**Exercise brief:**
Reproduce each of the following lines verbatim, omitting the pictures from your output.

**Input:**
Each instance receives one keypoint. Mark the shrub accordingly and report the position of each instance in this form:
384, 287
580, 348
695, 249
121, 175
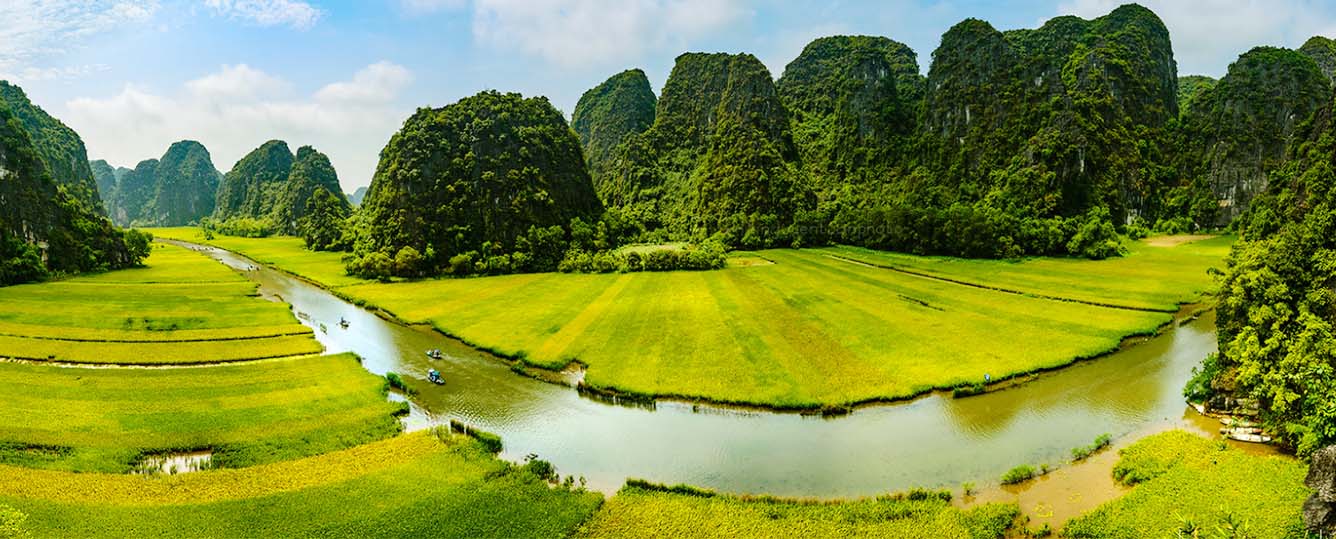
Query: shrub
1020, 474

**Finished exercise:**
Each instance receives one keypoint. Mark the shrub accordingly and report the position of each instance in this form:
384, 287
580, 348
695, 249
121, 175
Query: shrub
1020, 474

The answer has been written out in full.